An AGI has absolutely no requirement to be anywhere near our sort of mind. It has no default obligation to morality that we would find acceptable or safe.

I think the issue here is that when we hear words like "control" or "serving humans" we imagine the AI as a little person in a machine. We associate the word "slave" with the intelligence and imagine an emotional, resentful person whose resentment and chafing at his chains comes from a specific set of environmental and evolutionary influences.

EDIT: I recommend reading Yudkowsky's article "Value is Fragile" (http://lesswrong.com/lw/y3/value_is_fragile/):

>If you loose the grip of human morals and metamorals - the result is not mysterious and alien and beautiful by the standards of human value. It is moral noise, a universe tiled with paperclips. To change away from human morals in the direction of improvement rather than entropy, requires a criterion of improvement; and that criterion would be physically represented in our brains, and our brains alone.

[Detection annotation records]
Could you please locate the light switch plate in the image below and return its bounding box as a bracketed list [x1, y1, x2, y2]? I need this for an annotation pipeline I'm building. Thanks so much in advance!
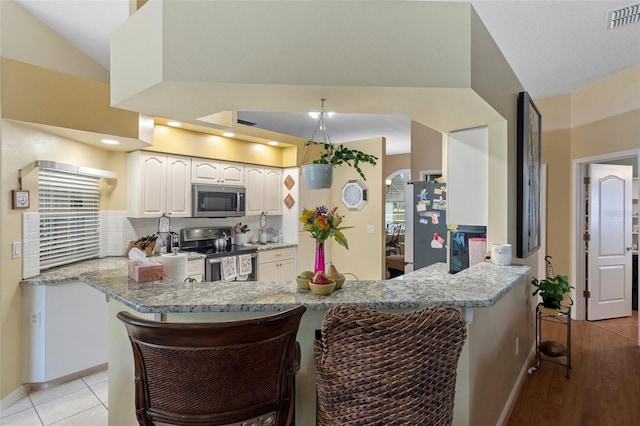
[11, 241, 22, 259]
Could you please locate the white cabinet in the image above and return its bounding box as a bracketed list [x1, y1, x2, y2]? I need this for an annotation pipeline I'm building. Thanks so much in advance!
[191, 158, 245, 186]
[245, 165, 282, 216]
[447, 127, 489, 226]
[127, 151, 191, 218]
[258, 247, 296, 281]
[22, 281, 108, 383]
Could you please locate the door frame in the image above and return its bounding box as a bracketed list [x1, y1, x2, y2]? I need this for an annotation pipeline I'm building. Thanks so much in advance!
[571, 149, 640, 324]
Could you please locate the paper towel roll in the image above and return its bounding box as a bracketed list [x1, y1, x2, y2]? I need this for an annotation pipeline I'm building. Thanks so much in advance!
[491, 244, 513, 266]
[160, 253, 187, 282]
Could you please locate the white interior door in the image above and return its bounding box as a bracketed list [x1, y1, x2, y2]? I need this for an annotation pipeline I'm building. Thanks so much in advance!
[587, 164, 633, 321]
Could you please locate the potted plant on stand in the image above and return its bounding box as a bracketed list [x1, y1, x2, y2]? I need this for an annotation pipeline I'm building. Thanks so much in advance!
[531, 275, 573, 314]
[302, 99, 378, 189]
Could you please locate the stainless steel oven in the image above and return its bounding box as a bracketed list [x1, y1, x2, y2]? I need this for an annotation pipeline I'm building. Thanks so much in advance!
[179, 226, 258, 281]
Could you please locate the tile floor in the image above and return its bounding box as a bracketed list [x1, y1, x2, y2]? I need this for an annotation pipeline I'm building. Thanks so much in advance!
[0, 370, 108, 426]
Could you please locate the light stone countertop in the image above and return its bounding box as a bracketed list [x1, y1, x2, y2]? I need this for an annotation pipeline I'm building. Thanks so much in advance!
[24, 255, 531, 313]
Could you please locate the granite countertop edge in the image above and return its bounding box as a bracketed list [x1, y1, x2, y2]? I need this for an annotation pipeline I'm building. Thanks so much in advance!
[23, 257, 531, 313]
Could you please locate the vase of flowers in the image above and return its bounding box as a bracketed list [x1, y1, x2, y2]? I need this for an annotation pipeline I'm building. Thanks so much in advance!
[299, 206, 352, 273]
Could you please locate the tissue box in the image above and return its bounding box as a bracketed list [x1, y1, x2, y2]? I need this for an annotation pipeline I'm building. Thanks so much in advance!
[127, 260, 162, 283]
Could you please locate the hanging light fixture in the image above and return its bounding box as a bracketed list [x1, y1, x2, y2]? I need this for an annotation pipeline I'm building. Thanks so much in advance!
[301, 99, 333, 189]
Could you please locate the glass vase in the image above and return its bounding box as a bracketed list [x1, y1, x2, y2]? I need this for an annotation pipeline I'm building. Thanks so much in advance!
[313, 241, 324, 273]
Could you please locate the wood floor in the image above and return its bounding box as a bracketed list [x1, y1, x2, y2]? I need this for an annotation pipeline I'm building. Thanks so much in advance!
[505, 311, 640, 426]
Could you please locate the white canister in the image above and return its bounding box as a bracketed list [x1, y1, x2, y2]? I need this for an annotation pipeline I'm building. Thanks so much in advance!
[236, 232, 249, 246]
[491, 244, 513, 266]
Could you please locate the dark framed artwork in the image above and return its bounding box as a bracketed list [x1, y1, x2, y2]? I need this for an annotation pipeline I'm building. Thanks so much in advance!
[517, 92, 542, 258]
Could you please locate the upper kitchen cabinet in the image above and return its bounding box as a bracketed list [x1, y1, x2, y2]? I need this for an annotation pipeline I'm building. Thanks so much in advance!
[191, 158, 245, 186]
[127, 151, 191, 218]
[244, 165, 282, 216]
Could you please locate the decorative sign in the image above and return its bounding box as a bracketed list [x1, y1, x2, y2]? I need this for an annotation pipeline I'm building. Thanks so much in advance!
[11, 190, 29, 209]
[284, 194, 296, 209]
[342, 180, 367, 210]
[284, 175, 296, 191]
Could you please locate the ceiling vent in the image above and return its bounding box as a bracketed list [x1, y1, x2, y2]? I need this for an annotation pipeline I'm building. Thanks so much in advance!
[607, 3, 640, 30]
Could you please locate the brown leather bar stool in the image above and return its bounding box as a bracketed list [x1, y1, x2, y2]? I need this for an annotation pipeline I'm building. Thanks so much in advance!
[314, 305, 466, 426]
[117, 306, 306, 426]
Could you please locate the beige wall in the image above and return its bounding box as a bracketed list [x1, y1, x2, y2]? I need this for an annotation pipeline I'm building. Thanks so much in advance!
[409, 121, 444, 180]
[0, 58, 140, 139]
[467, 278, 534, 425]
[326, 138, 386, 280]
[382, 154, 412, 179]
[146, 125, 286, 167]
[535, 65, 640, 288]
[0, 0, 109, 84]
[542, 130, 572, 275]
[0, 120, 126, 398]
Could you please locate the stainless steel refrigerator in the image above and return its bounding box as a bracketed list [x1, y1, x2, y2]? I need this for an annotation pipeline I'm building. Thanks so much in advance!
[404, 181, 448, 272]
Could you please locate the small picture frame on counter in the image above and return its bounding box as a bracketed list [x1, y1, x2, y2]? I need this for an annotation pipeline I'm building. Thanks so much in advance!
[11, 189, 30, 210]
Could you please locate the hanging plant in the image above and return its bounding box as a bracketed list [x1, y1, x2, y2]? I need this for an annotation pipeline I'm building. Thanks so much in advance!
[305, 141, 378, 180]
[302, 99, 378, 189]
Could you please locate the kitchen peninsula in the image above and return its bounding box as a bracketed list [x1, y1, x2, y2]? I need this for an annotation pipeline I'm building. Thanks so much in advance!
[26, 258, 531, 426]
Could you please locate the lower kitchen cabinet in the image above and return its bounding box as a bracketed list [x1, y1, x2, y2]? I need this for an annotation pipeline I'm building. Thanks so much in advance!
[258, 247, 296, 281]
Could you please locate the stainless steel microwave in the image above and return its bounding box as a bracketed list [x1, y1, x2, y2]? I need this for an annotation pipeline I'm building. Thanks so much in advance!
[191, 184, 246, 217]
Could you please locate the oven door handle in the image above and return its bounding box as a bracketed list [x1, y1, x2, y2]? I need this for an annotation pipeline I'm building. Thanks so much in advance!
[207, 253, 258, 264]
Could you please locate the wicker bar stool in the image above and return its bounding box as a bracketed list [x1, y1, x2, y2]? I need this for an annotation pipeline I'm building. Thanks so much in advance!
[314, 305, 466, 426]
[117, 306, 306, 426]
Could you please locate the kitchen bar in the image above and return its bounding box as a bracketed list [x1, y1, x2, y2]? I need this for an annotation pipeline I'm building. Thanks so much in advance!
[26, 258, 530, 426]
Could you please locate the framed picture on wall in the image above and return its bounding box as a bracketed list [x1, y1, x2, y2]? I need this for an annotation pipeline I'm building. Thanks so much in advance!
[517, 92, 542, 258]
[11, 190, 29, 209]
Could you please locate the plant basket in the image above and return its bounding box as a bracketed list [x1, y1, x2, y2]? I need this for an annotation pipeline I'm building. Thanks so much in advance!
[302, 164, 333, 189]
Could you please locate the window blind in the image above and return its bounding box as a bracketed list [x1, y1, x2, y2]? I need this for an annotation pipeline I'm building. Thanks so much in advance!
[38, 168, 100, 269]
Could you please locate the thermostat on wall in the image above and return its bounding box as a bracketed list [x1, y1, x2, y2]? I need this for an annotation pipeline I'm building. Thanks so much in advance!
[342, 180, 367, 210]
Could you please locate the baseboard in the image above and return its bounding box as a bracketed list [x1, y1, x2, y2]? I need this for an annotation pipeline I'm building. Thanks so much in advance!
[496, 344, 536, 426]
[0, 385, 31, 418]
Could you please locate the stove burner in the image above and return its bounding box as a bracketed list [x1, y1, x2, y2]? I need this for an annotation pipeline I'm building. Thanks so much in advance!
[180, 227, 257, 258]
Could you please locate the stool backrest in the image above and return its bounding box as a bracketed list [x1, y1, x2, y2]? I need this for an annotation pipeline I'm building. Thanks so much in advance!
[314, 305, 466, 425]
[117, 306, 306, 425]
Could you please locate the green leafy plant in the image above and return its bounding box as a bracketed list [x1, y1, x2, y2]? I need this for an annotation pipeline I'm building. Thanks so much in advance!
[531, 275, 573, 309]
[305, 140, 378, 180]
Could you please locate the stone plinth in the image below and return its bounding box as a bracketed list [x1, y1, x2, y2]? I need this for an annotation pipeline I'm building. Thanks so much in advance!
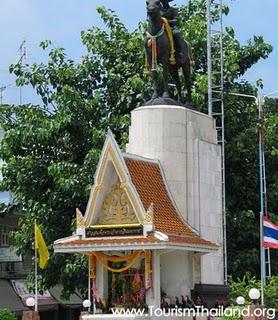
[22, 311, 40, 320]
[126, 106, 224, 284]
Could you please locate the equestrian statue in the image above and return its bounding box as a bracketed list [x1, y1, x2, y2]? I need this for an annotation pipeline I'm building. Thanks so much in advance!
[145, 0, 193, 104]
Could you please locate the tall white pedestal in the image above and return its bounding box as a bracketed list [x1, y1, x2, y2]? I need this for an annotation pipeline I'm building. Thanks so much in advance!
[126, 106, 224, 284]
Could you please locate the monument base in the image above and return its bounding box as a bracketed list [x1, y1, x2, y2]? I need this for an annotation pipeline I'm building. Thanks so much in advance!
[191, 284, 229, 308]
[22, 311, 40, 320]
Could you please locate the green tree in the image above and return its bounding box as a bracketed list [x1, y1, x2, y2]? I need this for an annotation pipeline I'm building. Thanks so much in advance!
[0, 309, 16, 320]
[0, 0, 272, 293]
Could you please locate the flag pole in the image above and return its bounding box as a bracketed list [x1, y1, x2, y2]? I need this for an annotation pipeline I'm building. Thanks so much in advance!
[34, 220, 38, 311]
[257, 97, 266, 305]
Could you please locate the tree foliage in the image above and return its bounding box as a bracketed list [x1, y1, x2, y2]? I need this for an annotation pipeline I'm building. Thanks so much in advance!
[0, 309, 16, 320]
[0, 0, 278, 293]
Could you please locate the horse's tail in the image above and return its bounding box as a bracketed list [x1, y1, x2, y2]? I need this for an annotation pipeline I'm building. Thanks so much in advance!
[187, 43, 195, 66]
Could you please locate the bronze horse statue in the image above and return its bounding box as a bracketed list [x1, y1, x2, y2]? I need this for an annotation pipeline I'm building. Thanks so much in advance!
[145, 0, 192, 101]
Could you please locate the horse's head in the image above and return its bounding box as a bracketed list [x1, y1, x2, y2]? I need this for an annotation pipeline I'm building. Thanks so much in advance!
[146, 0, 161, 15]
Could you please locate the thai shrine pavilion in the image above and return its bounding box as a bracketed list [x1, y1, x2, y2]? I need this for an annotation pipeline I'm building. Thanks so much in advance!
[54, 105, 225, 319]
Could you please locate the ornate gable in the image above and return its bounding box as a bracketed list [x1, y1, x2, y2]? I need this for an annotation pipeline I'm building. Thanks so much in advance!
[84, 131, 145, 228]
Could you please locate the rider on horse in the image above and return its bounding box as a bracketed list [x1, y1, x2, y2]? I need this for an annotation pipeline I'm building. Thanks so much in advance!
[160, 0, 185, 64]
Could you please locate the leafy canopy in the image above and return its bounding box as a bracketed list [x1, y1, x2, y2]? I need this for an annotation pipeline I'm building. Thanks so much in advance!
[0, 0, 277, 294]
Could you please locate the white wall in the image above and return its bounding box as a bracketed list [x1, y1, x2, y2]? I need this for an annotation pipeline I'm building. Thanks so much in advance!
[127, 106, 224, 284]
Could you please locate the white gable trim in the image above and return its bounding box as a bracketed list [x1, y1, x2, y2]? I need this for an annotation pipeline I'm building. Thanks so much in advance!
[85, 130, 146, 227]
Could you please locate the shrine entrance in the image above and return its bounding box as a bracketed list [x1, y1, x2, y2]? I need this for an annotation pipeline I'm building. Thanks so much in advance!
[90, 250, 152, 312]
[108, 260, 145, 309]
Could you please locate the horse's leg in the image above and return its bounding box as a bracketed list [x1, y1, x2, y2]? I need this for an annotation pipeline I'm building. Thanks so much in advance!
[182, 59, 192, 101]
[162, 59, 170, 98]
[170, 65, 181, 101]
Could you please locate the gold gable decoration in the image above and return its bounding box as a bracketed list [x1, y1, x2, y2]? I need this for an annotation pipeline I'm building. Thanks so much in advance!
[98, 182, 139, 225]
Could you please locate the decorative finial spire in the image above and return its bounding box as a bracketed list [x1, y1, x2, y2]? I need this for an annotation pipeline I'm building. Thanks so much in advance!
[76, 208, 85, 229]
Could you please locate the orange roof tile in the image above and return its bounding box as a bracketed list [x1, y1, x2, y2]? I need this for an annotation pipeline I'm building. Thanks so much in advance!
[125, 156, 217, 249]
[56, 235, 217, 249]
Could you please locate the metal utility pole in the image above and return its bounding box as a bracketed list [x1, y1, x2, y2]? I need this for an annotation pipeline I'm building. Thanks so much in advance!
[207, 0, 228, 284]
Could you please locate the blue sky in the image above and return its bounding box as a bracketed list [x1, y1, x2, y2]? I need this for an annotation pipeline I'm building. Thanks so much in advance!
[0, 0, 278, 103]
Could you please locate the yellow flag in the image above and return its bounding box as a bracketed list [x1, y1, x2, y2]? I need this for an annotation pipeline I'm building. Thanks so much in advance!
[35, 224, 49, 269]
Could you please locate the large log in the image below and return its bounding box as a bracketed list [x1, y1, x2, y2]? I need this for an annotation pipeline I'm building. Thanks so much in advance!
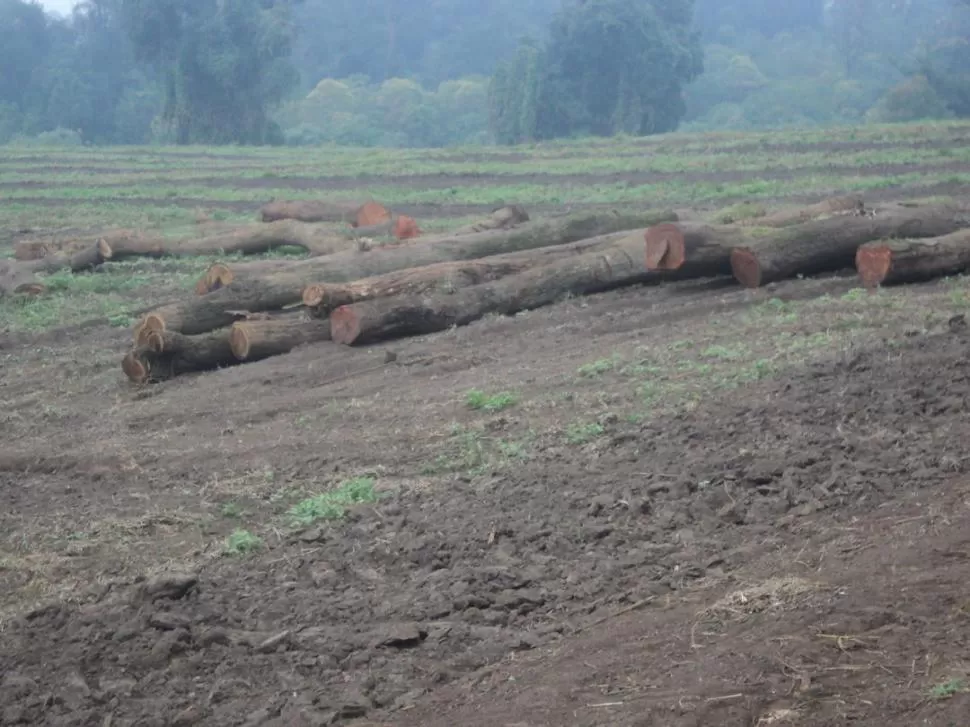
[106, 220, 350, 260]
[259, 200, 391, 227]
[0, 240, 112, 296]
[330, 232, 656, 345]
[731, 205, 970, 288]
[855, 230, 970, 289]
[143, 211, 677, 333]
[229, 316, 330, 361]
[121, 328, 239, 384]
[738, 194, 864, 227]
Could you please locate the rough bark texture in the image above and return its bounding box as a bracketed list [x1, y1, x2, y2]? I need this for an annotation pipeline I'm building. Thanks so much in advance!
[229, 315, 330, 361]
[0, 240, 112, 296]
[146, 211, 677, 333]
[121, 328, 239, 384]
[108, 220, 349, 260]
[259, 200, 390, 227]
[330, 232, 653, 345]
[452, 204, 529, 235]
[855, 230, 970, 288]
[731, 205, 970, 288]
[739, 194, 864, 227]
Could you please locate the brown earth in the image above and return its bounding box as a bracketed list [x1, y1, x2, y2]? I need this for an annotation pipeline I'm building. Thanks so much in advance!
[0, 250, 970, 727]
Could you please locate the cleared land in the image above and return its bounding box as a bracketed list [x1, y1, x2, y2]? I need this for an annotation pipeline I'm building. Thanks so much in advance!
[0, 124, 970, 727]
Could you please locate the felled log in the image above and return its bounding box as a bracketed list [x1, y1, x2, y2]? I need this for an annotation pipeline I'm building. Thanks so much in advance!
[731, 205, 970, 288]
[452, 204, 529, 235]
[738, 194, 864, 227]
[855, 230, 970, 289]
[121, 328, 239, 384]
[0, 240, 112, 295]
[330, 232, 655, 345]
[259, 200, 391, 227]
[195, 260, 302, 295]
[303, 256, 539, 318]
[136, 211, 677, 333]
[108, 220, 349, 260]
[229, 316, 330, 361]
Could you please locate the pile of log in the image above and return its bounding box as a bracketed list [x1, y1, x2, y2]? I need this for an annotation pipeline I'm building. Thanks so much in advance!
[122, 208, 677, 384]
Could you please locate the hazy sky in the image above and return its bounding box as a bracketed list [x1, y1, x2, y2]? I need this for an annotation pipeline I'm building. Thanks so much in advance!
[40, 0, 75, 13]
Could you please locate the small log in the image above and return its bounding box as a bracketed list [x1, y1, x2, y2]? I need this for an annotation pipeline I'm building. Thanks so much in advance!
[738, 194, 865, 227]
[303, 256, 541, 318]
[855, 230, 970, 289]
[229, 316, 330, 361]
[330, 232, 656, 345]
[259, 200, 391, 227]
[121, 328, 239, 384]
[452, 204, 529, 235]
[136, 211, 677, 333]
[731, 205, 970, 288]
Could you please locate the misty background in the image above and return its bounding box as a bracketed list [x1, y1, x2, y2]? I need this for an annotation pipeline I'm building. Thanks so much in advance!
[0, 0, 970, 147]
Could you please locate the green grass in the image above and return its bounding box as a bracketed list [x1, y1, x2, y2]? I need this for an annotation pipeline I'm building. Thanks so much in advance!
[465, 389, 519, 412]
[289, 477, 377, 527]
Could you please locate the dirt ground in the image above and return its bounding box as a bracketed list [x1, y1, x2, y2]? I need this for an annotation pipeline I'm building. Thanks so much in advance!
[0, 223, 970, 727]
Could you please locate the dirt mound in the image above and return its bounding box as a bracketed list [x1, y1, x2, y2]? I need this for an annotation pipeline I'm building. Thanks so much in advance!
[0, 326, 970, 725]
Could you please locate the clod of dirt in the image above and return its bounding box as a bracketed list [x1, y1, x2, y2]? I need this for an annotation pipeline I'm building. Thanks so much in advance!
[136, 573, 199, 601]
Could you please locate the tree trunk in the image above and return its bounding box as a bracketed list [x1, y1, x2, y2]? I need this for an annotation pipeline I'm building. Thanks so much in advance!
[451, 204, 529, 235]
[855, 230, 970, 289]
[145, 211, 677, 333]
[260, 200, 391, 227]
[731, 205, 970, 288]
[195, 259, 303, 295]
[109, 220, 350, 260]
[121, 328, 239, 384]
[738, 194, 864, 227]
[0, 240, 112, 296]
[229, 316, 330, 361]
[330, 232, 654, 345]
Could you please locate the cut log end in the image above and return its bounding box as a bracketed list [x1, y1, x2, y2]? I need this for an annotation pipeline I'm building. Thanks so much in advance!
[644, 222, 687, 270]
[731, 247, 761, 288]
[330, 305, 361, 346]
[229, 323, 250, 361]
[855, 245, 893, 289]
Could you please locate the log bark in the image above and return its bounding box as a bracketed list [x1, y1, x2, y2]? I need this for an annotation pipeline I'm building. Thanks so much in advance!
[330, 232, 656, 345]
[229, 316, 330, 361]
[259, 200, 391, 227]
[0, 240, 112, 296]
[138, 211, 677, 333]
[107, 220, 350, 260]
[452, 204, 529, 235]
[121, 328, 239, 384]
[855, 230, 970, 289]
[195, 260, 303, 295]
[738, 194, 864, 227]
[731, 205, 970, 288]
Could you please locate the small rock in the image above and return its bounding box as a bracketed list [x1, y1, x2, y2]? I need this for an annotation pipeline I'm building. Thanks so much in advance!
[376, 623, 428, 648]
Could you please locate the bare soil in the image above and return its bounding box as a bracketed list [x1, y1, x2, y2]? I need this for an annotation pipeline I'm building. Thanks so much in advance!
[0, 240, 970, 727]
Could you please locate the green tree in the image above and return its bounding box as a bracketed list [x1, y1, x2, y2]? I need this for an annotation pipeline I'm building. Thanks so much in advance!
[122, 0, 297, 144]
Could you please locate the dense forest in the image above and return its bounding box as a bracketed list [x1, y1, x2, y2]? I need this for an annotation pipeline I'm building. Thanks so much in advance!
[0, 0, 970, 146]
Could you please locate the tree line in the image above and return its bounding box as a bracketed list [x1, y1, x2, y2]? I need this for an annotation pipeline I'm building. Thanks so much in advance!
[0, 0, 970, 146]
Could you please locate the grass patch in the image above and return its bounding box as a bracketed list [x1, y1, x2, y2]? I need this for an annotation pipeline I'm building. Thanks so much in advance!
[289, 477, 377, 527]
[465, 389, 519, 412]
[223, 530, 263, 556]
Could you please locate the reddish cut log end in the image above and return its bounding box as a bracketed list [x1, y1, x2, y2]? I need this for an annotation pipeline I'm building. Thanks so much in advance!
[855, 245, 893, 290]
[644, 222, 686, 270]
[121, 351, 151, 384]
[731, 247, 761, 288]
[394, 215, 421, 240]
[354, 202, 391, 227]
[229, 323, 250, 361]
[330, 305, 360, 346]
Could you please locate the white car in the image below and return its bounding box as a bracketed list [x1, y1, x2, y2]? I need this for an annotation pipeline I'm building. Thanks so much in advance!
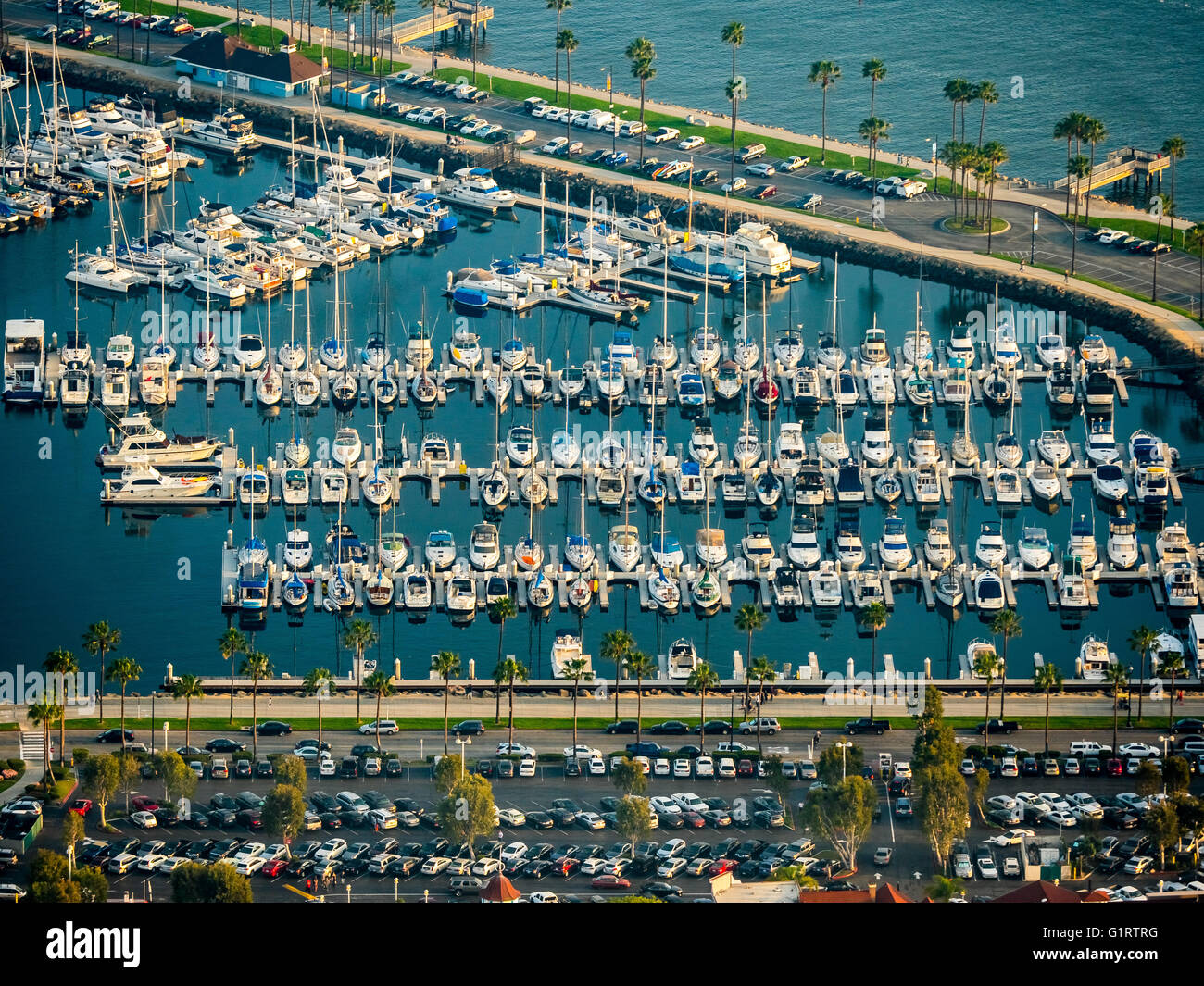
[657, 856, 687, 879]
[987, 829, 1036, 847]
[647, 794, 682, 815]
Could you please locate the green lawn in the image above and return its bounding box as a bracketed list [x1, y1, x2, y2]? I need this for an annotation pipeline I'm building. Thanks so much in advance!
[434, 69, 920, 183]
[121, 0, 230, 28]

— TO-DO LIST —
A) Answer these questions using the comment on AGI and morality.
(i) Which word does the comment say we associate with the intelligence?
(ii) What is the title of the article the comment recommends reading?
(iii) According to the quoted passage, where would the criterion of improvement be physically represented?
B) Return the lines of the records starting at the line that contains "Could you please locate the cleared" and ending at the line that contains "[0, 124, 970, 727]", both included, without any change.

— TASK RESPONSES —
A)
(i) "Slave."
(ii) "Value is Fragile."
(iii) In our brains, and our brains alone.

B)
Could you please locate the cleared land in the image above and return its bounding box as a bracketed list [x1, y1, x2, y2]? I need this for an annotation pipeline I'm building. Thanks so much in advance!
[0, 124, 970, 727]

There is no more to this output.